SUPPLIED ENTRIES
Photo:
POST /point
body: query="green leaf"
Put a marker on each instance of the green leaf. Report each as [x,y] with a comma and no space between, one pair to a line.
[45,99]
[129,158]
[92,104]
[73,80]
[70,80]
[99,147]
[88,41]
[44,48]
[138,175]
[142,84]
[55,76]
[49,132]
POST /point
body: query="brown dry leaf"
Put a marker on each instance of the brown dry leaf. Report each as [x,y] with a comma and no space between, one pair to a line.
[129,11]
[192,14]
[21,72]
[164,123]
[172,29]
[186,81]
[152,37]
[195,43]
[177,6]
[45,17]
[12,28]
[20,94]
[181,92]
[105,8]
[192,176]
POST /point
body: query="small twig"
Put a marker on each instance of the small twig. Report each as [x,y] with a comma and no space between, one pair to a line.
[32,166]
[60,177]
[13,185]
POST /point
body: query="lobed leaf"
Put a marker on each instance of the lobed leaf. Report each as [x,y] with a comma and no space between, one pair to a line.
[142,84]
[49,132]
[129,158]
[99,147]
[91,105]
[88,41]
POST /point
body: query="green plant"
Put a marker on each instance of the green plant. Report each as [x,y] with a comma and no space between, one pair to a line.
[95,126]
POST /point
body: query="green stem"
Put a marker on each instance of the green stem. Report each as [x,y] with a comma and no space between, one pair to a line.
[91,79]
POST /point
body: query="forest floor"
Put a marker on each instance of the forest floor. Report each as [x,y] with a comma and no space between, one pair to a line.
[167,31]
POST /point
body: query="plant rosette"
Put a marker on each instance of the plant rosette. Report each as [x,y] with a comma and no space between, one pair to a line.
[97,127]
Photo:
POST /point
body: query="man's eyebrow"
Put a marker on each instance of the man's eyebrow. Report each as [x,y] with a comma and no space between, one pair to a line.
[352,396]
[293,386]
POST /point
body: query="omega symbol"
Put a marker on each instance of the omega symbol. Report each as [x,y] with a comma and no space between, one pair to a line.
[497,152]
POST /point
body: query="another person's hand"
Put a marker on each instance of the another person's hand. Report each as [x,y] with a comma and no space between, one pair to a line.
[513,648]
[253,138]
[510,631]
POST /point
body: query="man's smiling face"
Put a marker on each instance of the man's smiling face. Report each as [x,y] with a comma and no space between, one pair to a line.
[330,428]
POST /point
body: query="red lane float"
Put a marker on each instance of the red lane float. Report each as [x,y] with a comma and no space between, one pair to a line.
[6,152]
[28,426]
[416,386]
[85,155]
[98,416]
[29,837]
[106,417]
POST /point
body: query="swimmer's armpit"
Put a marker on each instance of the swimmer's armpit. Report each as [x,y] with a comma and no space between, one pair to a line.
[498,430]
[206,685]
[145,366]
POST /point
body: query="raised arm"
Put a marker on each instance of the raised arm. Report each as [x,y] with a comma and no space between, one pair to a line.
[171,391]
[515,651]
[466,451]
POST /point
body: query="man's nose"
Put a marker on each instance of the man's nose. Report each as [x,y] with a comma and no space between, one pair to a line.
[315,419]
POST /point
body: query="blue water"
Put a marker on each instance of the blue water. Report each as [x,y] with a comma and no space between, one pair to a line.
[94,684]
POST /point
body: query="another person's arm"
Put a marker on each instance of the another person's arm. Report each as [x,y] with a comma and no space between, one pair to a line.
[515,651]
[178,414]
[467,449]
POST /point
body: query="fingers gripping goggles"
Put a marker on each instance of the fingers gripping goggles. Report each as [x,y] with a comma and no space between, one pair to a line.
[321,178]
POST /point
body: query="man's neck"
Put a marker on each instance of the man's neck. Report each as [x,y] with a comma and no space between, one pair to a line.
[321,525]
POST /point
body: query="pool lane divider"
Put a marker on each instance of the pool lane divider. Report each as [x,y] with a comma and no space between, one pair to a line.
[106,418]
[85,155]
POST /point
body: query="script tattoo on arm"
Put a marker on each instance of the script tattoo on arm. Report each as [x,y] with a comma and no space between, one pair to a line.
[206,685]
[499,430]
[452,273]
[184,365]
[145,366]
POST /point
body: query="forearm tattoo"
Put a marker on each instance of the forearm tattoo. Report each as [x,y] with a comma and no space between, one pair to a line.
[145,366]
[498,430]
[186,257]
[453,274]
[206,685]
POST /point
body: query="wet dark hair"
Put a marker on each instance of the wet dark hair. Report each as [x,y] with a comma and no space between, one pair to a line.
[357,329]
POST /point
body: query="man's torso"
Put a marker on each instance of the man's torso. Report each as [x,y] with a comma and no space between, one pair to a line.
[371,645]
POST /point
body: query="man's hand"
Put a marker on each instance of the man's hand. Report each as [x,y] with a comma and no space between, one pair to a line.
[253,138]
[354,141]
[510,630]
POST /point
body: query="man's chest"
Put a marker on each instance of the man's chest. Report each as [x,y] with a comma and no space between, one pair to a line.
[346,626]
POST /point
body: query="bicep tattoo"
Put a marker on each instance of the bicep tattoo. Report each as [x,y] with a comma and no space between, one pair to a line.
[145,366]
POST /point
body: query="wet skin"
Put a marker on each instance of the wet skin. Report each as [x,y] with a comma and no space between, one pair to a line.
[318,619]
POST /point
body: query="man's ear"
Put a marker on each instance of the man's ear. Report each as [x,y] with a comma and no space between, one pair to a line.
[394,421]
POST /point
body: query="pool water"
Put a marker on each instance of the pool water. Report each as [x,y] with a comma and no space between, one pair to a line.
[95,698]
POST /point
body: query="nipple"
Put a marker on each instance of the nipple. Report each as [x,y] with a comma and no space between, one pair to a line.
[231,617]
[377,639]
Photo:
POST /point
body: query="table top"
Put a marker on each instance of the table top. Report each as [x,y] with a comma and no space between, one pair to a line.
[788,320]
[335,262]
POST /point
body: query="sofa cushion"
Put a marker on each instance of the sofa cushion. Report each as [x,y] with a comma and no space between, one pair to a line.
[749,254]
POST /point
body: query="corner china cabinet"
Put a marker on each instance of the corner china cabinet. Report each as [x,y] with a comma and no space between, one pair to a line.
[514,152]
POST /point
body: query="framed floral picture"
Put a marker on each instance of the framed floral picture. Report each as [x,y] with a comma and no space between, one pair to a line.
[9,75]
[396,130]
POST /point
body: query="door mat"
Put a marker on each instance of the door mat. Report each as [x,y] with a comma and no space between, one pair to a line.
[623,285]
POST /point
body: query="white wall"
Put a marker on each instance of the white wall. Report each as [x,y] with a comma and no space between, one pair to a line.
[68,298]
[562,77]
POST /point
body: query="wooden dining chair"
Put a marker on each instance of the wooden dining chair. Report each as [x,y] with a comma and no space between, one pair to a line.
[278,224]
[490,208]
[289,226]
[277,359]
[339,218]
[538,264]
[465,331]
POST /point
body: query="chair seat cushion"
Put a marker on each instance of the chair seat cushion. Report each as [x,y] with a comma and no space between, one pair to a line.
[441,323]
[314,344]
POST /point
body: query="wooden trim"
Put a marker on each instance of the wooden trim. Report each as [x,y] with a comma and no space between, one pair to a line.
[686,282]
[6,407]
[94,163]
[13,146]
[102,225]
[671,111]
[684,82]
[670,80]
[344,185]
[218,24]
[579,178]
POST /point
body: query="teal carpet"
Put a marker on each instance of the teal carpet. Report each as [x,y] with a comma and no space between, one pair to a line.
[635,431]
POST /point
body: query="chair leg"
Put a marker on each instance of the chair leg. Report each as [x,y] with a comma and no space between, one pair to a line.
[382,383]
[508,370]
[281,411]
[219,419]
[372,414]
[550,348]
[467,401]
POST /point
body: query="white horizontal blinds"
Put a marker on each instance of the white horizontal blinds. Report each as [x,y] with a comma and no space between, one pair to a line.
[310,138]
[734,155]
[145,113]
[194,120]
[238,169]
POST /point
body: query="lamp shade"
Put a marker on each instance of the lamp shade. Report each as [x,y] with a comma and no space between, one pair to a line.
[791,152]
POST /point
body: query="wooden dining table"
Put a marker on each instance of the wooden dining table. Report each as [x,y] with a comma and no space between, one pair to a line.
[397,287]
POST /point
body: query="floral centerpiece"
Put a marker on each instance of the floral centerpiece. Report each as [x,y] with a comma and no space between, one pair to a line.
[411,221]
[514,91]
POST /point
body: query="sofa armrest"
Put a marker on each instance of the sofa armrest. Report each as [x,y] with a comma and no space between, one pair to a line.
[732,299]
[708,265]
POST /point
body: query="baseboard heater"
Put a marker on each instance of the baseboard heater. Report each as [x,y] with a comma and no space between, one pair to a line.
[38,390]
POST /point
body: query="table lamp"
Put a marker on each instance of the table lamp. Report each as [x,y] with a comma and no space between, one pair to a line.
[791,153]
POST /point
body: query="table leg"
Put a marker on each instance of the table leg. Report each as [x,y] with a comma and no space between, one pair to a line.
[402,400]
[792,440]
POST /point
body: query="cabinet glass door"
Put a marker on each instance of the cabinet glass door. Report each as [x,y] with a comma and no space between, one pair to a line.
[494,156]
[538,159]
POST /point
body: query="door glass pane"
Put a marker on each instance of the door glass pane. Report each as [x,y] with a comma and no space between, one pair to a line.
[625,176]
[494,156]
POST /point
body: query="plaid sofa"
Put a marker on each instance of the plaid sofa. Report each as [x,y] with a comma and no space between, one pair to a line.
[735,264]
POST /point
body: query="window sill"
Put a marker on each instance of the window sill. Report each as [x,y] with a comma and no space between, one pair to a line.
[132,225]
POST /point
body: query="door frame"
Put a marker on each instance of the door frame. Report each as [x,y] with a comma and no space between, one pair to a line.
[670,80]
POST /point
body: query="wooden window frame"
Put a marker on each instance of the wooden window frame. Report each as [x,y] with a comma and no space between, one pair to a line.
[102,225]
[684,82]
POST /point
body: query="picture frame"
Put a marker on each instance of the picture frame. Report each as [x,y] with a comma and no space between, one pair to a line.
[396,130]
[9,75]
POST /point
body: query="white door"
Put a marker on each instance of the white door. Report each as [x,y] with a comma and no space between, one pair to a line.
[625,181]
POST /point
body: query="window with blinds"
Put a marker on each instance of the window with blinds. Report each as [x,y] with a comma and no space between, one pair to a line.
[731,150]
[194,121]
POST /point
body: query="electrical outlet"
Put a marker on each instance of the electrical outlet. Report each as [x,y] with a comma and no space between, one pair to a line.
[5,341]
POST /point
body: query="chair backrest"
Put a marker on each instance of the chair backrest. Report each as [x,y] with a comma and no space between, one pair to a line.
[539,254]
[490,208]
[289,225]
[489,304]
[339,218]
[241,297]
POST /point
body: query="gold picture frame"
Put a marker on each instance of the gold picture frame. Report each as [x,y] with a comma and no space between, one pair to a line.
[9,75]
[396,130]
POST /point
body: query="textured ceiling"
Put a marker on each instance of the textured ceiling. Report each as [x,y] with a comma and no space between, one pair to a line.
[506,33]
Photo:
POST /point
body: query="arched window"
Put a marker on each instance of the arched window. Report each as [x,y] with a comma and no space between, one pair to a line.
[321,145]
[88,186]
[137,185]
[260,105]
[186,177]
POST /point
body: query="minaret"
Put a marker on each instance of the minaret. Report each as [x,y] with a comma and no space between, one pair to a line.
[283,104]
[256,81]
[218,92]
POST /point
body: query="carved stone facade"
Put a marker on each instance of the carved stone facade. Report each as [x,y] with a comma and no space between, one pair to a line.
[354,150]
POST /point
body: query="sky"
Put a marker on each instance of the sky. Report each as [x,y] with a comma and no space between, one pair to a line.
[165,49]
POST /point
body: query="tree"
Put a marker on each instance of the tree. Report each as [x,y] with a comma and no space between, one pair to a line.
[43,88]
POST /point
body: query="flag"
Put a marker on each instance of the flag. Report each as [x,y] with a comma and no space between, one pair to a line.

WORK ITEM
For this listing, copy out every line that includes the word "flag".

RESULT OF THIS EXERCISE
body: query="flag"
Put a marker on each instance of the flag. Report each as [x,y] with a comma and no space between, one pair to a line.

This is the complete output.